The tasks:
A - In the Fukushima excerpt, how high was the seawall that the tsunami obliterated?
B - Reproduce verbatim the passage of the Fukushima excerpt between "STANFORD UNIVERSITY PRESS" and "Power Company (TEPCO).", inclusive.
C - Continue the Fukushima excerpt from the point where it stops.

Page excerpt:
____

Read an Excerpt

Learning from a Disaster

Improving Nuclear Safety and Security After Fukushima

STANFORD UNIVERSITY PRESS

Japan's Fukushima Nuclear Disaster: An Overview

Kenji E. Kushida

The Tohoku earthquake that struck off the northeastern coast of Japan on March 11, 2011, had a magnitude of 9.0, the world's fourth largest in modern recorded history. The island of Honshu moved 2.4 meters to the east. A massive tsunami followed shortly thereafter, reaching an estimated height of over 30 meters in some places. A 500-kilometer section of Japan's northeastern coast was devastated, with a death toll of more than 15,000 people. Damage from the earthquake and tsunami led to one of the world's most serious nuclear disasters, at the Fukushima Daiichi (number one) Nuclear Power Station on Japan's eastern coast, owned and operated by the Tokyo Electric Power Company (TEPCO).

The Fukushima Daiichi plant had six nuclear reactors, three of which were in operation at the time of the earthquake and tsunami, with the rest undergoing routine maintenance. As the earthquake hit, the active reactors were successfully scrammed (that is, placed under emergency shutdown). All off-site power from the external power grid was lost as a result of severed power lines and earthquake damage to transformer stations, but the on-site emergency backup power sources, consisting of diesel generators and batteries, immediately came online to operate the cooling pumps and other functions.

The tsunami hit the plant approximately forty minutes later, reaching a height of over 12 meters. It well exceeded the maximum safety design of 5.7 meters and obliterated the 10-meter-high seawall. The tsunami destroyed almost all on-site backup power sources, as well as most of the pumps necessary to cool the reactors. Over the next three days, despite desperate attempts on the ground to restore cooling, the three reactors that had been active before the earthquake experienced fuel core meltdowns, and hydrogen explosions blew away the roofs, walls, and upper floors of three reactor buildings.

____

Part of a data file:
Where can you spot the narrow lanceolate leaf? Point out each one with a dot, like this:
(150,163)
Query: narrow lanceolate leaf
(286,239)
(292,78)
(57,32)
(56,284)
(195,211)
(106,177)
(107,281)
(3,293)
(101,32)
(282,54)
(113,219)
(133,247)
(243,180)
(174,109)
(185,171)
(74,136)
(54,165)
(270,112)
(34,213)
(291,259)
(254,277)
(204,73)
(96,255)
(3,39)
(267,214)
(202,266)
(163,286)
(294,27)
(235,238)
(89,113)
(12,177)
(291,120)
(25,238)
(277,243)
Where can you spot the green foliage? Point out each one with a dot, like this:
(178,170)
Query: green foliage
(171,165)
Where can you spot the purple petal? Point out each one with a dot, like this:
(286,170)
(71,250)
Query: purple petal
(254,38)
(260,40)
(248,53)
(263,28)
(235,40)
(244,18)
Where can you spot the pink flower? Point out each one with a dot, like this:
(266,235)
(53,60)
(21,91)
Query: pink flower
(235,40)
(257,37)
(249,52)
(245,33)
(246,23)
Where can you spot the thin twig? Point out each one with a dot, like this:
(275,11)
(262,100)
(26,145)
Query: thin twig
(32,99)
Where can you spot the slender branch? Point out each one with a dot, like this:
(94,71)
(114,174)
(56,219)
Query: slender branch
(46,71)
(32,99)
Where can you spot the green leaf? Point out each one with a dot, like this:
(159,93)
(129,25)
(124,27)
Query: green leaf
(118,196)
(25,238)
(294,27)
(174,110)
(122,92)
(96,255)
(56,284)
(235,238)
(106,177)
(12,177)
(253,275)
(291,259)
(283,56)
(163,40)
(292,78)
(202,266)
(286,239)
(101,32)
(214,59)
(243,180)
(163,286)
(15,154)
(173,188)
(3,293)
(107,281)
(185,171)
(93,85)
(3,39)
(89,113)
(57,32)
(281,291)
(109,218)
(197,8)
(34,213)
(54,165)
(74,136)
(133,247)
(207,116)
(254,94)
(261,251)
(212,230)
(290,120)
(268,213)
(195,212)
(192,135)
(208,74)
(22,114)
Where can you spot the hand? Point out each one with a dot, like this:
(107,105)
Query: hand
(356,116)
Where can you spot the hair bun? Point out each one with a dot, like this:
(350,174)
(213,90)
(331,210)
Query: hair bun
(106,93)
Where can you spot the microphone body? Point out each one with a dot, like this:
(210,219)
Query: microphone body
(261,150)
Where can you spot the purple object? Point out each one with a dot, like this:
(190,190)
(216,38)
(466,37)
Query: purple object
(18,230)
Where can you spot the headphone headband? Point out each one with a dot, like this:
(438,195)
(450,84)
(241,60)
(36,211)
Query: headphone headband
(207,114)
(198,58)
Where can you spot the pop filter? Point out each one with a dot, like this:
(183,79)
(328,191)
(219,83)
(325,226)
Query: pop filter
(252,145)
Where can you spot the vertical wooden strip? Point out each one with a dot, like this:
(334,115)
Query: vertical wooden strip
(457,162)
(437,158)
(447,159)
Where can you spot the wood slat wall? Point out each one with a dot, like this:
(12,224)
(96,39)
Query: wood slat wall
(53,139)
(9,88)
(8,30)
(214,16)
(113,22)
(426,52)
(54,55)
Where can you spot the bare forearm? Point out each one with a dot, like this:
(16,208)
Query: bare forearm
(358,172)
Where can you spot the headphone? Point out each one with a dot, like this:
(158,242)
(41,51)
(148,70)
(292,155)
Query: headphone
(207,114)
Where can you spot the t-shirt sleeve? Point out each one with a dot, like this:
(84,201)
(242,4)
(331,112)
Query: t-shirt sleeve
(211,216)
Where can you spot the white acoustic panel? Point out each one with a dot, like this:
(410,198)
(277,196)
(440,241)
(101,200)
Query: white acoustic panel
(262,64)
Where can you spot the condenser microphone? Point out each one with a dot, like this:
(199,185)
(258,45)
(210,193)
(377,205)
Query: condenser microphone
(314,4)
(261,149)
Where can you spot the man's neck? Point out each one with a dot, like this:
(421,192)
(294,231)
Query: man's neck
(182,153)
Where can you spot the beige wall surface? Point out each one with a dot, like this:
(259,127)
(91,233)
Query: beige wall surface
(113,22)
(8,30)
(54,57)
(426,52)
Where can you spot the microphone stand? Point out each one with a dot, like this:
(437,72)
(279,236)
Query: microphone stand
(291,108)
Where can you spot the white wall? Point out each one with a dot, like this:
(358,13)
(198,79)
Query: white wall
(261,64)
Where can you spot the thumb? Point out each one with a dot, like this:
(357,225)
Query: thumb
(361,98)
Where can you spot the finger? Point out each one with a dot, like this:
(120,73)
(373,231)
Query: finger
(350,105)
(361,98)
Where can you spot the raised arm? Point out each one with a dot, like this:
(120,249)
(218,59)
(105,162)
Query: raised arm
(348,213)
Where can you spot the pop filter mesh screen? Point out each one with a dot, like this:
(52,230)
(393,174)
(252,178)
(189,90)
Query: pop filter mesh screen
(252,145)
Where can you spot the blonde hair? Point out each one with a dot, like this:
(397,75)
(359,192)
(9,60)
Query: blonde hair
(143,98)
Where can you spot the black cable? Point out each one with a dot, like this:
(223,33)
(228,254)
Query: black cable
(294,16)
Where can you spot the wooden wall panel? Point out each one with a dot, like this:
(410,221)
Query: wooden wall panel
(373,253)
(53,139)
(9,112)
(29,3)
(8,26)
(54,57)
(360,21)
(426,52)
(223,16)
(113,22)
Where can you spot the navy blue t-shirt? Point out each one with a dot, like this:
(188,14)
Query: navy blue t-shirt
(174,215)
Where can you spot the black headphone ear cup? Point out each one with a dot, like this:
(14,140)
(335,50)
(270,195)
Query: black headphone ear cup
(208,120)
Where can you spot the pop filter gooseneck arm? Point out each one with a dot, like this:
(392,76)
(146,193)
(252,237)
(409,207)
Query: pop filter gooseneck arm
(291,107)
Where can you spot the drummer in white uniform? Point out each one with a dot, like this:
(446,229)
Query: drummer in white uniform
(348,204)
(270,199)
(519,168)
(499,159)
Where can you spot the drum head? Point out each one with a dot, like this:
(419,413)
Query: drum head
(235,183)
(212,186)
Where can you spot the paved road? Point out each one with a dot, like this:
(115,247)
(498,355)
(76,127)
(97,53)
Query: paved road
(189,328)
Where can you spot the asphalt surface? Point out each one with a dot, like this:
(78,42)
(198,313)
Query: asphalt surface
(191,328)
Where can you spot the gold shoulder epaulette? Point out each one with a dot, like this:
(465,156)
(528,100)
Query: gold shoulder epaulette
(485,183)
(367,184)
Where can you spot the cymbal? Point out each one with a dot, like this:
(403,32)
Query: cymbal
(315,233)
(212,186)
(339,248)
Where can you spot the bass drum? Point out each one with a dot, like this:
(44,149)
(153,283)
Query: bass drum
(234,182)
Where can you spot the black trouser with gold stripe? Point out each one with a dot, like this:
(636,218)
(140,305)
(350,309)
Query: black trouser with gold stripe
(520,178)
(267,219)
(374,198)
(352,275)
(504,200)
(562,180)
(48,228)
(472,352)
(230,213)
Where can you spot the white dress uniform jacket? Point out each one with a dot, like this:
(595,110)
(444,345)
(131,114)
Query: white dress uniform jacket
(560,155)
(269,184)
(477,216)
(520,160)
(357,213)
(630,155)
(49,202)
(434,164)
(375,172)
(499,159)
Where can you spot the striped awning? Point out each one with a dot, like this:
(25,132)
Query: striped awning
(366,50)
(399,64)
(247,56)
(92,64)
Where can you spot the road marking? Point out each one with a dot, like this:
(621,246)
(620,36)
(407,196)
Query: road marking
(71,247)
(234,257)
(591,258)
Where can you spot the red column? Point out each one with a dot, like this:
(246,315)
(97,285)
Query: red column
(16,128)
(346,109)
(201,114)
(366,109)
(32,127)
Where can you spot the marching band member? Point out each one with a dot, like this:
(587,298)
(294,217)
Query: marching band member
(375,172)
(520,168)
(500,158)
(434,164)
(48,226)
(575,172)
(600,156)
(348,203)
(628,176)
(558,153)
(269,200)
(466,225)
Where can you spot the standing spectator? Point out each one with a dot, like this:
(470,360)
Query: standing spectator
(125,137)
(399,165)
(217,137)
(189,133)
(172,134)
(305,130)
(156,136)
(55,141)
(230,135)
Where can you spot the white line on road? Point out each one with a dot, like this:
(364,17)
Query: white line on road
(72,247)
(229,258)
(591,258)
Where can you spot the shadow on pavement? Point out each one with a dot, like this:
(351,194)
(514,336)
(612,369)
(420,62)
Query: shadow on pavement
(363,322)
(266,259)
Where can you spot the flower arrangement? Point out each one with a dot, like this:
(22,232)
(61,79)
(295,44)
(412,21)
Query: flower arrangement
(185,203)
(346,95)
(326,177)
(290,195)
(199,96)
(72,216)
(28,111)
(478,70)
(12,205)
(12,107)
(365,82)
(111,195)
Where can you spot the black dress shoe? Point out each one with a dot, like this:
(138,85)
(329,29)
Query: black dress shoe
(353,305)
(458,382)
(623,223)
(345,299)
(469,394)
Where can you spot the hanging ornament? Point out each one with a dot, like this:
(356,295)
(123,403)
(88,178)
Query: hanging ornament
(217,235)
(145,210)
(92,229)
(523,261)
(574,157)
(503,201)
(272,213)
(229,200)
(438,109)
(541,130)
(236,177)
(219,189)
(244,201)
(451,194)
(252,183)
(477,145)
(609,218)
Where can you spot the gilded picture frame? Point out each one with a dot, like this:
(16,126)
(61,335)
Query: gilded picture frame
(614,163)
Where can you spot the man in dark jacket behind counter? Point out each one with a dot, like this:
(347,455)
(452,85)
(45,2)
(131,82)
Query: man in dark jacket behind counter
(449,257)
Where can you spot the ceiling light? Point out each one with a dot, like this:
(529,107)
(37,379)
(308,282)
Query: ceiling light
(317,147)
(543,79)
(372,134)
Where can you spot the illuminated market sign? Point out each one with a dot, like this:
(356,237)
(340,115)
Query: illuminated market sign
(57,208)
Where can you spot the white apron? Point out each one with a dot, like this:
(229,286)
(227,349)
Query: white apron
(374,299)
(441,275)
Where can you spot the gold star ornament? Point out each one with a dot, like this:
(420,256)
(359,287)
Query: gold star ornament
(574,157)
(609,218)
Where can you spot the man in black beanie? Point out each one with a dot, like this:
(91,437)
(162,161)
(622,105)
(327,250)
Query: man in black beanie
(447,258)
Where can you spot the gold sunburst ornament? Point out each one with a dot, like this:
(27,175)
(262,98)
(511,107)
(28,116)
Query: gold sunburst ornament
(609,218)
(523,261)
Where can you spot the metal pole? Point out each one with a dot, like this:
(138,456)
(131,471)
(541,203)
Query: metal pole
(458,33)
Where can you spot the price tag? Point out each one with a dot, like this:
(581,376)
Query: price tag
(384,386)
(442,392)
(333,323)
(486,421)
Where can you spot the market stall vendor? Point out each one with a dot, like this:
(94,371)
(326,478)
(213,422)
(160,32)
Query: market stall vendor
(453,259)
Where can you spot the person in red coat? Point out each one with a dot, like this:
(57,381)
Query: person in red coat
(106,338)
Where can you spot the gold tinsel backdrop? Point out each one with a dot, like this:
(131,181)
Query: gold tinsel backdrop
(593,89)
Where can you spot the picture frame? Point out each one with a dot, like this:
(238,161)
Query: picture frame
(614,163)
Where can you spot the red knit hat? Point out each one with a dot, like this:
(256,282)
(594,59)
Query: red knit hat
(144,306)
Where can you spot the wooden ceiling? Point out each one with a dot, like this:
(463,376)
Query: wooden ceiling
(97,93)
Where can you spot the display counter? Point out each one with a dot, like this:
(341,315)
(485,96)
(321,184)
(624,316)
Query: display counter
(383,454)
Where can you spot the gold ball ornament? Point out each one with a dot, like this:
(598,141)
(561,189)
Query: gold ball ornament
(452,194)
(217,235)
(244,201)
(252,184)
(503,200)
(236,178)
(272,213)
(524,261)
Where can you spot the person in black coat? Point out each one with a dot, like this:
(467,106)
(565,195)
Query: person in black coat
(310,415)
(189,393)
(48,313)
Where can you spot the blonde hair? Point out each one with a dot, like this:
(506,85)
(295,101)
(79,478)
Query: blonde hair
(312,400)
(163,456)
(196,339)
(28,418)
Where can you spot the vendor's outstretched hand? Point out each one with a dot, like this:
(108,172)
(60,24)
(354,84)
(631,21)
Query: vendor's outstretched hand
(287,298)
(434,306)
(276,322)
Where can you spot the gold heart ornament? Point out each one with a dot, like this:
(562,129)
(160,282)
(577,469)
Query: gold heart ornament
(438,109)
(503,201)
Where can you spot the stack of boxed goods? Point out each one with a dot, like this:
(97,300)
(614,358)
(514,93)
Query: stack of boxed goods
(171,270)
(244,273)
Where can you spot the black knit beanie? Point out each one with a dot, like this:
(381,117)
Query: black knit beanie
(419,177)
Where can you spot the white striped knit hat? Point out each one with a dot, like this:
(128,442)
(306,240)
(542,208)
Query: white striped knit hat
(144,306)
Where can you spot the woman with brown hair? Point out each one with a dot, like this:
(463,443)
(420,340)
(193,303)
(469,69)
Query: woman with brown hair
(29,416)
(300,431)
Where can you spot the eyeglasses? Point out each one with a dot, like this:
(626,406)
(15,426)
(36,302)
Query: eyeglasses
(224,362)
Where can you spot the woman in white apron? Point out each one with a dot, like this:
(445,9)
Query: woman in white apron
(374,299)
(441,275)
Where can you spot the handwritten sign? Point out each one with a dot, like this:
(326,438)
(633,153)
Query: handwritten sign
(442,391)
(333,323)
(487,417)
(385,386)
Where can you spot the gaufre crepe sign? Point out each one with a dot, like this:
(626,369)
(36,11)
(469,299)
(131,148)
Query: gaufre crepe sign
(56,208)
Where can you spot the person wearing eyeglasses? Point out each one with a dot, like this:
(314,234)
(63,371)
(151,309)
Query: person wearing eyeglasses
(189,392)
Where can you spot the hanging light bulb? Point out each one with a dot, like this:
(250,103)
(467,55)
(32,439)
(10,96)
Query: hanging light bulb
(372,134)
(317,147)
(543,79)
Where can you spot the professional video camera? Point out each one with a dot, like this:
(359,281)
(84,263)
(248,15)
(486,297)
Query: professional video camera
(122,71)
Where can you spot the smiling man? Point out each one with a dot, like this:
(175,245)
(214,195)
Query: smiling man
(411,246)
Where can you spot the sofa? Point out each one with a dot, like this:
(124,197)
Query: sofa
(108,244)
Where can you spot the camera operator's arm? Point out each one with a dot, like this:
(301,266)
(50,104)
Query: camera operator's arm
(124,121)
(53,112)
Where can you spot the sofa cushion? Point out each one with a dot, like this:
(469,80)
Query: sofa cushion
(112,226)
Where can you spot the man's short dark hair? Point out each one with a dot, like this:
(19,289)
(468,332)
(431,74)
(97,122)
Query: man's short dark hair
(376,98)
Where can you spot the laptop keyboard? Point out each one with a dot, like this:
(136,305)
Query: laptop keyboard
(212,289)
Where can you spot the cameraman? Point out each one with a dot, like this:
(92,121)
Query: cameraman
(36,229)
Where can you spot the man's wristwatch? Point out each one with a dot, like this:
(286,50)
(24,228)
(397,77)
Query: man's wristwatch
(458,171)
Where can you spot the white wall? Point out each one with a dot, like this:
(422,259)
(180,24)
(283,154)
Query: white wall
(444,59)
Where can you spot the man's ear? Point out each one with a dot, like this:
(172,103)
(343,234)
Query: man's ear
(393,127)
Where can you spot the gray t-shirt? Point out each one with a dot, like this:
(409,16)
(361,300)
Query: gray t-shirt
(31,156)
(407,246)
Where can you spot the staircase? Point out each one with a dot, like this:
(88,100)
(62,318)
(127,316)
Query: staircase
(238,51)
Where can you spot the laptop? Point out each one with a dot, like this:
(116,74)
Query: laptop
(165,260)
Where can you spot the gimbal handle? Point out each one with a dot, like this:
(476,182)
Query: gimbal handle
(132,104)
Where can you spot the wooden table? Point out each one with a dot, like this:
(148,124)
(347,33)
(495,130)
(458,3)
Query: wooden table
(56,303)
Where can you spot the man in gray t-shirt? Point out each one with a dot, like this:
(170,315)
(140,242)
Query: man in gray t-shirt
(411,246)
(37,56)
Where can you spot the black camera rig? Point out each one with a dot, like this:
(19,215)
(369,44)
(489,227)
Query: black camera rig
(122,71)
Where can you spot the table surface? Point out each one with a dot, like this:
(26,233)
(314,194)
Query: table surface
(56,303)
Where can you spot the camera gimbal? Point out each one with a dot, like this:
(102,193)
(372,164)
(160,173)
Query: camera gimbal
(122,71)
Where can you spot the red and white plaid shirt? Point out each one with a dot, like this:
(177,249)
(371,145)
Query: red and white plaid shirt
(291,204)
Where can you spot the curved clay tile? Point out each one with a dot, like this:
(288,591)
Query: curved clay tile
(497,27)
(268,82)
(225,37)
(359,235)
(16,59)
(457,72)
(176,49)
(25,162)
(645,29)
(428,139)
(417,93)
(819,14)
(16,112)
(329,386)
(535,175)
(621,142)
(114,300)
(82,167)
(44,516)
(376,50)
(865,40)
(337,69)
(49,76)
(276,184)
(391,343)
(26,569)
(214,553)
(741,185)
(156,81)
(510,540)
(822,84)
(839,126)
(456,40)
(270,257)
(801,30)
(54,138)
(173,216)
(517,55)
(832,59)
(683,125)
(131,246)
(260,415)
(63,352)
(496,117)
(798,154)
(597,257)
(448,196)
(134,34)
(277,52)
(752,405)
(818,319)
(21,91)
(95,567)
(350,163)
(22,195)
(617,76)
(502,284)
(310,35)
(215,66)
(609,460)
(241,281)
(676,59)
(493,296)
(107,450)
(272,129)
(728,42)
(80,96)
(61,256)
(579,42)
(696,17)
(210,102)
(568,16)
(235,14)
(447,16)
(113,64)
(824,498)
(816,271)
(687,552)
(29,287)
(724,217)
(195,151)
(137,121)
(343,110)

____

Per-task answers:
A - It was 10 meters high.

B -
STANFORD UNIVERSITY PRESS

Japan's Fukushima Nuclear Disaster: An Overview

Kenji E. Kushida

The Tohoku earthquake that struck off the northeastern coast of Japan on March 11, 2011, had a magnitude of 9.0, the world's fourth largest in modern recorded history. The island of Honshu moved 2.4 meters to the east. A massive tsunami followed shortly thereafter, reaching an estimated height of over 30 meters in some places. A 500-kilometer section of Japan's northeastern coast was devastated, with a death toll of more than 15,000 people. Damage from the earthquake and tsunami led to one of the world's most serious nuclear disasters, at the Fukushima Daiichi (number one) Nuclear Power Station on Japan's eastern coast, owned and operated by the Tokyo Electric Power Company (TEPCO).

C -
Although the catastrophe at Fukushima Daiichi emitted at least 168 times the amount of radioactive cesium 137 as the Hiroshima atomic bomb, there were no direct deaths from radiation exposure. A mandatory evacuation zone with a radius of 10 kilometers was imposed in the early hours of March 12, expanded to 20 kilometers later that day, displacing more than eighty thousand residents. The disaster was eventually declared level 7 on the International Nuclear Event Scale (INES) — the maximum level on that scale. Chernobyl was the only other level 7 nuclear accident to date, although it released approximately six times the amount of radioactive material as Fukushima, since it was an explosion of the core reactor during active operation. At Fukushima, sea water pumped into the reactors and used fuel storage pools created more than 100,000 tons of contaminated water, about a tenth of which had been released into the ocean, by the end of 2011.

The following account of Japan's nuclear disaster is based on a variety of sources and studies published after the disaster. It is designed as an overview, presenting the basic facts about the disaster to set up subsequent chapters. Readers interested in further technical details and analyses about the causes of the accident, such as failures at the level of plant design, emergency preparedness, Japan's nuclear energy and electricity industry governance structures, and broader social, cultural, and political factors can refer to the reports themselves. The most reliable and extensive reports include the following: an accident report compiled by a government committee; an independent commission convened by the National Diet; private sector independent accident investigation commissions and projects; TEPCO's own report; reports from international organizations such as the International Atomic Energy Agency (IAEA) and other regulatory and industry bodies including the Institute of Nuclear Power Operators (INPO); numerous credible accounts by investigative journalists; works by academics and independent nuclear experts; and accounts by some political leaders. Most reports and accounts draw from extensive interviews, many of which are publicly available. The author also interviewed several experts involved in writing the independent reports.

Unless otherwise noted, factual information in this chapter relies on investigation commission reports where they are duplicated and are therefore considered common knowledge.

THE DISASTER AS IT UNFOLDED

The nuclear accident ensued from the combination of two natural disasters: the earthquake and the tsunami it caused. Each brought a different type of destruction, and although four nuclear power plants along Japan's northeastern coast were struck by the March 11 earthquake and tsunami, the combination of damage at Fukushima Daiichi was catastrophic.

The Earthquake

The magnitude 9.0 earthquake occurred at 2:46 p.m. on March 11, 2011. The quake itself caused major damage at the Fukushima Daiichi nuclear plant, much of which was more than forty years old. In particular, most of the operations center buildings were catastrophically damaged, to the point of becoming unusable. The earthquake severed all external power lines to Fukushima Daiichi, making it completely dependent on its on-site backup power sources.

After the earthquake hit, staff at the Fukushima Daiichi operations headquarters quickly evacuated to a newly constructed emergency operations center, built on slightly higher ground and designed to withstand strong earthquakes. Had this structure not existed, the lack of a viable on-site staging ground for the rescue operation would have likely led to a significantly worse outcome. This seismically reinforced operations center had been completed just eight months prior to the earthquake.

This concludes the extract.